Point-per-instance localization data:

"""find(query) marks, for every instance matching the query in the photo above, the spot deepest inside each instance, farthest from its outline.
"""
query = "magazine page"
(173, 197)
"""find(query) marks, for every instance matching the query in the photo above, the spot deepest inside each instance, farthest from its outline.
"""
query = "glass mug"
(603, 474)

Task prompt -> All of the entries above must be quoted exactly.

Exercise solution ->
"""find(query) marks, for every instance matching the query in the photo above, the spot deepest inside each instance, farthest from its outline.
"""
query = "magazine page"
(173, 197)
"""find(query) marks, for every instance matching the query in the photo above, the spot deepest inside each instance, farthest from its outline.
"""
query = "glass mug"
(603, 474)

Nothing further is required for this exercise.